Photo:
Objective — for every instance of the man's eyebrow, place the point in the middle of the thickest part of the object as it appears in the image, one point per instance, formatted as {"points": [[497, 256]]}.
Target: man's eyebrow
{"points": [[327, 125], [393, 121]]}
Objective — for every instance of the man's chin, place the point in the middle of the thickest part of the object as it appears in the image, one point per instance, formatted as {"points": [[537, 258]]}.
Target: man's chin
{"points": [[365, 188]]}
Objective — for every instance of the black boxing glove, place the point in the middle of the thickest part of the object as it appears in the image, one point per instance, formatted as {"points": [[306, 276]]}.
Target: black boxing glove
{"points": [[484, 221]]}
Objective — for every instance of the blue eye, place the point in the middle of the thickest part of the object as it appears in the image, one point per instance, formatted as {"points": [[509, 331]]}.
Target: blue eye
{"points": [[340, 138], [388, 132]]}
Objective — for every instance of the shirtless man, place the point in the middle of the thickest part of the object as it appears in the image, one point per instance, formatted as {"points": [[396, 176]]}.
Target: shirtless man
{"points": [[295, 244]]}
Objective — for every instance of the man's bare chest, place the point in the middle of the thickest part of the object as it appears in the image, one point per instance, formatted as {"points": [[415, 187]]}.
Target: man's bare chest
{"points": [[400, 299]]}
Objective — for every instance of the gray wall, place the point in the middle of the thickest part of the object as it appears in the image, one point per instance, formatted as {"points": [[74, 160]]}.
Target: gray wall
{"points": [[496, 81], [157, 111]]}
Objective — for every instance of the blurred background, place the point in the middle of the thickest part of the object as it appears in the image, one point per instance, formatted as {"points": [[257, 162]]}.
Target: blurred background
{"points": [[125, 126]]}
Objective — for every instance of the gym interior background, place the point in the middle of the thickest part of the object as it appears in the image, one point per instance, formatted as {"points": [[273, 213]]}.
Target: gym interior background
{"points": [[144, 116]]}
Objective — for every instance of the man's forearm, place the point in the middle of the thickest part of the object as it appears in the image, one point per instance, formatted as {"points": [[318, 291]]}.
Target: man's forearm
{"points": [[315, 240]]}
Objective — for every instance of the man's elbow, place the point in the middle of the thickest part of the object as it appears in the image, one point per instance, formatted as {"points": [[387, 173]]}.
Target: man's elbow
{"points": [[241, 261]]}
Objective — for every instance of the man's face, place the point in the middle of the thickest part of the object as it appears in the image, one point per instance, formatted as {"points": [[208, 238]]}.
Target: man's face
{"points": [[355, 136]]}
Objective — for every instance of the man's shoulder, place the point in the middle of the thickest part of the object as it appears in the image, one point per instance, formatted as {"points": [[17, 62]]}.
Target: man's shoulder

• **What the task asks**
Every record shown above must be echoed exactly.

• **Exercise answer**
Photo:
Objective — for every instance of the man's eyebrow, place the point in the middle of the thickest part of the object as it appears in the image, one point per instance, formatted as {"points": [[497, 256]]}.
Target: man's eyebrow
{"points": [[327, 125], [393, 121]]}
Objective — for every instance of the man's chin, place the point in the middle of the thickest part of the object as it appears in the image, one point per instance, formatted as {"points": [[537, 258]]}.
Target: man's chin
{"points": [[365, 188]]}
Objective — for every instance of the black boxing glove, place the point in the middle of the thickest part of the object as it appears in the image, one point per instance, formatted as {"points": [[306, 276]]}.
Target: black boxing glove
{"points": [[484, 221]]}
Objective — for every instance of the blue eye, place the point in the middle of the thickest part of the object as it appears in the image, one point per instance, formatted as {"points": [[509, 331]]}.
Target: blue eye
{"points": [[340, 138], [388, 132]]}
Objective — for every instance of the shirtless man, place the point in the middle of the thickest part of the object as it appears in the image, one point per instance, formatted as {"points": [[396, 176]]}.
Target: shirtless man
{"points": [[295, 244]]}
Objective — for every instance of the man's bare chest, place the point in the middle of the thickest part of the object as it appears in the image, one point per instance, formatted as {"points": [[415, 187]]}.
Target: man's bare chest
{"points": [[400, 299]]}
Objective — for every instance of the gray wall, place the point in the middle of the thickest part of the object as it appears in the image, one point per instance, formatted as {"points": [[74, 160]]}.
Target: gray wall
{"points": [[496, 81], [157, 111]]}
Objective — for every instance of the blurred background, place the point in the middle of the thickest part of the object as it appears in the image, one point per instance, formatted as {"points": [[257, 162]]}.
Target: blurred background
{"points": [[125, 126]]}
Objective — for every instance of the gym interior background, place the point in the middle of the thickest part of the object as it appears in the image, one point per instance, formatted as {"points": [[273, 213]]}.
Target: gym interior background
{"points": [[144, 116]]}
Objective — for every instance of the man's forearm, place the point in the middle of the thickest part of the object as it appears in the image, one point per instance, formatted as {"points": [[318, 291]]}.
Target: man's forearm
{"points": [[315, 240]]}
Objective — for every instance of the man's elbow, place the point in the middle of the thickest part of the object as it appears in the image, one point per instance, formatted as {"points": [[387, 173]]}.
Target: man's elbow
{"points": [[241, 261]]}
Objective — for every instance of the man's face, place the point in the middle of the thickest part of the object as it appears in the image, one point per instance, formatted as {"points": [[208, 238]]}.
Target: man's face
{"points": [[355, 136]]}
Objective — for every instance of the man's shoulder, place the point in the middle of the thickest part of the object as it appears in the image, one point per instance, formatted as {"points": [[17, 62]]}.
Target: man's shoulder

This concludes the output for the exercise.